Reproduce only the data from the line with "Study the photograph above. For every instance of the zoo" to the line with "(1009, 342)", switching "zoo sign" to "station sign" and leaving everything else unchanged.

Entries from a point annotation set
»»

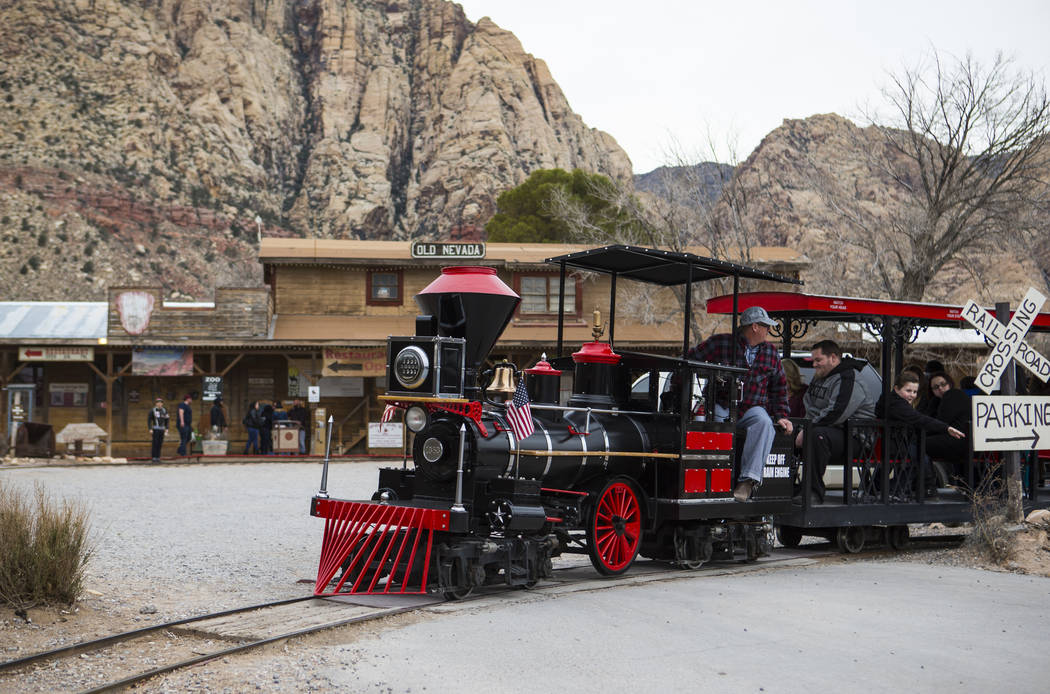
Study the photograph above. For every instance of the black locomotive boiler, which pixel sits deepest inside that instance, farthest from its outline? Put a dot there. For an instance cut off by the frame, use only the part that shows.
(628, 465)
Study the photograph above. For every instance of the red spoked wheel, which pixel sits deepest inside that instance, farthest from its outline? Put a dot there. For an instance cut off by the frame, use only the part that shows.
(614, 528)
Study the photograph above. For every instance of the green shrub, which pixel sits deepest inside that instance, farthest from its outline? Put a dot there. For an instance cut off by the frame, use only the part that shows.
(44, 546)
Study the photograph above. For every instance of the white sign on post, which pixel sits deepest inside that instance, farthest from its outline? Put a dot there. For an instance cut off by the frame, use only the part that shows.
(1004, 422)
(385, 435)
(1009, 340)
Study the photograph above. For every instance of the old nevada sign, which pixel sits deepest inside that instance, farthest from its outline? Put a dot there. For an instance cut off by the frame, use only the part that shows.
(1005, 422)
(1009, 340)
(439, 250)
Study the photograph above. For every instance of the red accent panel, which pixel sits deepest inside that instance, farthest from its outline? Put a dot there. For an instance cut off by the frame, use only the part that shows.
(721, 479)
(709, 440)
(377, 542)
(596, 353)
(696, 481)
(468, 279)
(568, 491)
(834, 308)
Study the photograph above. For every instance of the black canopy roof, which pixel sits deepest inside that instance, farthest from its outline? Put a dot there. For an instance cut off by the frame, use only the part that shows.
(656, 267)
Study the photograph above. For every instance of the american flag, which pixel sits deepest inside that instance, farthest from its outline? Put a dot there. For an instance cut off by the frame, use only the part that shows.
(520, 414)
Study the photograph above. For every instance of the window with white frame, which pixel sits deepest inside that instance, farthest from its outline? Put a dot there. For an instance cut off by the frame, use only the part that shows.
(540, 294)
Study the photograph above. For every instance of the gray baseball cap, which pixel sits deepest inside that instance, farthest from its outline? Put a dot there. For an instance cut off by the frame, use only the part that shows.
(756, 314)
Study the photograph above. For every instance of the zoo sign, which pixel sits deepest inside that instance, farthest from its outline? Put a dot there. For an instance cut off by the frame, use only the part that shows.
(1009, 342)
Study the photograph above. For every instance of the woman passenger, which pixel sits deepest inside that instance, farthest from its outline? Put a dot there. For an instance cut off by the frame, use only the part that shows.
(899, 408)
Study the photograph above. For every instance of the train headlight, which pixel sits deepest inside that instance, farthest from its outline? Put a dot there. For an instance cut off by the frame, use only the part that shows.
(433, 449)
(411, 367)
(415, 419)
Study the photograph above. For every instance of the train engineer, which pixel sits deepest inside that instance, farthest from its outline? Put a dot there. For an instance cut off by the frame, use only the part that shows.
(841, 387)
(763, 400)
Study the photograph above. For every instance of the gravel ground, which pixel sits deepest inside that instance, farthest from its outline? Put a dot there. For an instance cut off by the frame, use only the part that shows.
(186, 540)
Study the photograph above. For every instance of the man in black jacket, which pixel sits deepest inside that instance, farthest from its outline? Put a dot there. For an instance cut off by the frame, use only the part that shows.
(842, 387)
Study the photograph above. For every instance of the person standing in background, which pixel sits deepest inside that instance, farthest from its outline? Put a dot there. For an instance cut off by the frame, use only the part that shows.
(300, 415)
(185, 422)
(218, 424)
(253, 422)
(158, 423)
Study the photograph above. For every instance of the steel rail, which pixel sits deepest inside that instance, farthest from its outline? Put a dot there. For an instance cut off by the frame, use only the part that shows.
(133, 679)
(128, 635)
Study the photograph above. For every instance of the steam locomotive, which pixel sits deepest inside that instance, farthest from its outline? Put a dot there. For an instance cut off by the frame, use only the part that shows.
(630, 464)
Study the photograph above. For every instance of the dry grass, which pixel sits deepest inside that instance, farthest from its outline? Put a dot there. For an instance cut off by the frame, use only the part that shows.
(44, 546)
(992, 537)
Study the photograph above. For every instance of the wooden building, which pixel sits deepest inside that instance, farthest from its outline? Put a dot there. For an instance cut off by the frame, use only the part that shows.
(321, 320)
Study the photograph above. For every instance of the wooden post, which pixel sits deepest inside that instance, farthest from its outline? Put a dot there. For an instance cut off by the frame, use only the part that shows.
(1014, 511)
(109, 404)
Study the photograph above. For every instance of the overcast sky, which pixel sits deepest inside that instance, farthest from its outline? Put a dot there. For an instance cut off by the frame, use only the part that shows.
(654, 72)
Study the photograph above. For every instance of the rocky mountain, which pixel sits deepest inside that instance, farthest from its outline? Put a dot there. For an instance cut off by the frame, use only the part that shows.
(152, 141)
(810, 177)
(710, 176)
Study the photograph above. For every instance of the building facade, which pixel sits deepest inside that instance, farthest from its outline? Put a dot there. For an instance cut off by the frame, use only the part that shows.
(316, 331)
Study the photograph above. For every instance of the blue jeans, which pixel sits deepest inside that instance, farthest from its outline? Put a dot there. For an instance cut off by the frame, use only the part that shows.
(184, 438)
(756, 448)
(253, 440)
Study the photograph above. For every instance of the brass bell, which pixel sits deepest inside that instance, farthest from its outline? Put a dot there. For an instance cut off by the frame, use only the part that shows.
(503, 381)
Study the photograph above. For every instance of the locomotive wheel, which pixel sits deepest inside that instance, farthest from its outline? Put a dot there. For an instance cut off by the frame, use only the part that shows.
(897, 537)
(790, 535)
(614, 528)
(849, 540)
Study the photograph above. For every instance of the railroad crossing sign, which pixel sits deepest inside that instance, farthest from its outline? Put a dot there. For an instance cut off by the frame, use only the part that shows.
(1004, 422)
(1009, 340)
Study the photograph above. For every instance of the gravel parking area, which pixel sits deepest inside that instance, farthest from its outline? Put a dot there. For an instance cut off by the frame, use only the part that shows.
(186, 540)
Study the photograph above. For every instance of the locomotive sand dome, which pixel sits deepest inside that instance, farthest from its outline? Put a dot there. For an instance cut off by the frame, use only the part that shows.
(610, 472)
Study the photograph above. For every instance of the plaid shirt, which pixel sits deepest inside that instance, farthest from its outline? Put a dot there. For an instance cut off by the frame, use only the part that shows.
(764, 384)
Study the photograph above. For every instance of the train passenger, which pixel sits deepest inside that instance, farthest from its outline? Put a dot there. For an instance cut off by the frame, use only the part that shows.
(899, 409)
(930, 399)
(841, 387)
(953, 409)
(796, 388)
(763, 399)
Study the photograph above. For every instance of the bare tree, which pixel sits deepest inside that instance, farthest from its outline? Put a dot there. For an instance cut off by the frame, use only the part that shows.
(964, 148)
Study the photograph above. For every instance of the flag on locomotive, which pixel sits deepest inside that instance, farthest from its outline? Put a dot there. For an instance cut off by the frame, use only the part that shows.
(520, 413)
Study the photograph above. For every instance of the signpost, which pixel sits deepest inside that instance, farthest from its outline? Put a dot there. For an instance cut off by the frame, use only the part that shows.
(1009, 340)
(1003, 422)
(1009, 422)
(447, 250)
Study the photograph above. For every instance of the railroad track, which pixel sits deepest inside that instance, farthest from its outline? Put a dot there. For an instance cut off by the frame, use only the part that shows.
(116, 653)
(252, 627)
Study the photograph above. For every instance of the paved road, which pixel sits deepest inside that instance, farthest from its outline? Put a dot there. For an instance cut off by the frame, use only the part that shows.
(194, 538)
(856, 627)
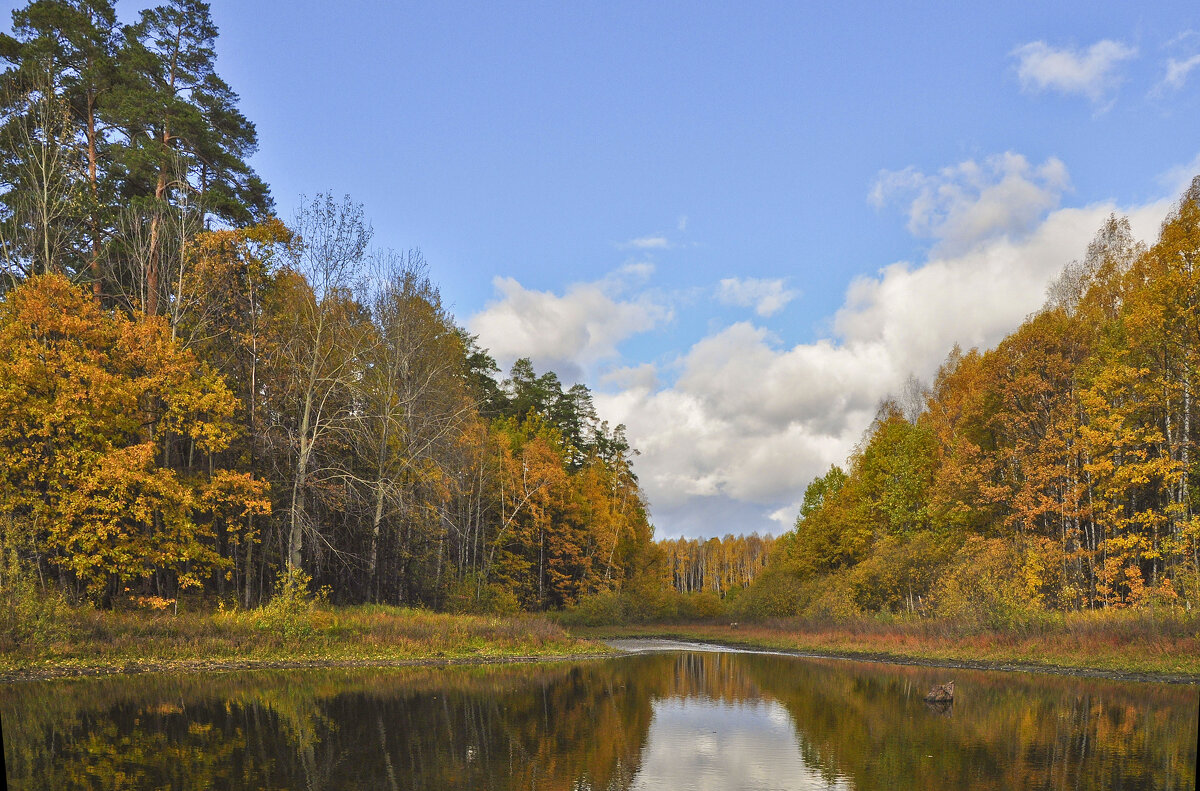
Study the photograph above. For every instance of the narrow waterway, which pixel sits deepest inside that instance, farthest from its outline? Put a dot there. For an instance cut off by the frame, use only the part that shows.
(677, 717)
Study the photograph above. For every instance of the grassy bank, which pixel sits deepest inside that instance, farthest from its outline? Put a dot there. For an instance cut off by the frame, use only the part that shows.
(1165, 643)
(88, 640)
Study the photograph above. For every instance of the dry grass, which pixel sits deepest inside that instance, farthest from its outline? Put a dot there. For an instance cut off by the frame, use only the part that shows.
(91, 639)
(1165, 642)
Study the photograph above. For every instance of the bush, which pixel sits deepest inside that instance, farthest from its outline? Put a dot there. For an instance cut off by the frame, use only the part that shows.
(30, 616)
(468, 597)
(984, 585)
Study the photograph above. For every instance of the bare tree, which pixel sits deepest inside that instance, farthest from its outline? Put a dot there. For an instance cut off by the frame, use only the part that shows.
(317, 334)
(43, 179)
(412, 399)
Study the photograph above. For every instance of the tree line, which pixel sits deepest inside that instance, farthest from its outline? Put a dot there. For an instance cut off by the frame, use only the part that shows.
(199, 396)
(1057, 471)
(721, 565)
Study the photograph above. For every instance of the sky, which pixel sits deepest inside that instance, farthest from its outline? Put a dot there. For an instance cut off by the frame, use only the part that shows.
(741, 225)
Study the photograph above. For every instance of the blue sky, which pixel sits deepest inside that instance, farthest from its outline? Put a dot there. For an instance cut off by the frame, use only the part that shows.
(739, 223)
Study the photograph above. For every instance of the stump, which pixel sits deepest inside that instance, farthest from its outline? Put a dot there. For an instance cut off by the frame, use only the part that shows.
(941, 693)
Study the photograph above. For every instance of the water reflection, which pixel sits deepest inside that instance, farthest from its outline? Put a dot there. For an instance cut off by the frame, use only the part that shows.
(671, 720)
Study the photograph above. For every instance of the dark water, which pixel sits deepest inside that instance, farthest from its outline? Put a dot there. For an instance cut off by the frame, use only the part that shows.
(669, 720)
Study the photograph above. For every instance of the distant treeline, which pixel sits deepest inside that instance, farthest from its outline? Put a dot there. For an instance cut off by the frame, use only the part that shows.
(1057, 471)
(196, 396)
(717, 565)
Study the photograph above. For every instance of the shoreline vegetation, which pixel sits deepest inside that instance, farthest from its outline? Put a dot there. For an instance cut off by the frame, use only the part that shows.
(203, 402)
(1147, 646)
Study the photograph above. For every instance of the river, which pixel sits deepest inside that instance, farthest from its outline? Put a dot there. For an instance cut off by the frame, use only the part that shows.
(673, 718)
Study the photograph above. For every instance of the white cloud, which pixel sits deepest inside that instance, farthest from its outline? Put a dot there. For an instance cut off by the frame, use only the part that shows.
(569, 331)
(750, 419)
(1177, 71)
(766, 297)
(972, 202)
(648, 243)
(1091, 72)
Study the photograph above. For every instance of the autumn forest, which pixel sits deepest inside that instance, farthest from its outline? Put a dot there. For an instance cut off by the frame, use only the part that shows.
(203, 401)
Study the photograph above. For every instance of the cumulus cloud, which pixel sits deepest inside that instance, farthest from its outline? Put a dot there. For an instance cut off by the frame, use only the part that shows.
(648, 243)
(1091, 72)
(1177, 71)
(766, 297)
(971, 202)
(567, 331)
(749, 419)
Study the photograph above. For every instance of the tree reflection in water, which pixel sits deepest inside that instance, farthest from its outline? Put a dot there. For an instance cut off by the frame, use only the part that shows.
(721, 720)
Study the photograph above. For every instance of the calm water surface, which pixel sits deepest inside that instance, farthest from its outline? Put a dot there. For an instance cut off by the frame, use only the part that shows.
(682, 719)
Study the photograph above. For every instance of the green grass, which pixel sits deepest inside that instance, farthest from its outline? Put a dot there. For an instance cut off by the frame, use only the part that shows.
(1159, 643)
(83, 639)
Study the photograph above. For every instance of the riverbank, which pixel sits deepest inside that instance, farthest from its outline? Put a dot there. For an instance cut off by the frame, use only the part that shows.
(1119, 647)
(88, 642)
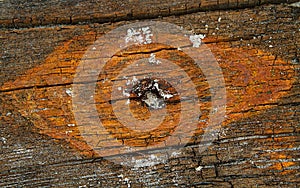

««

## ANSWER TO THIS PROBLEM
Study the photograph above. For every instance of the station sign, which pixel sits deepest inside that instance, farthest from its outline? Put a dot there. For an instance cut off by the frame, use only the part that shows.
(1009, 342)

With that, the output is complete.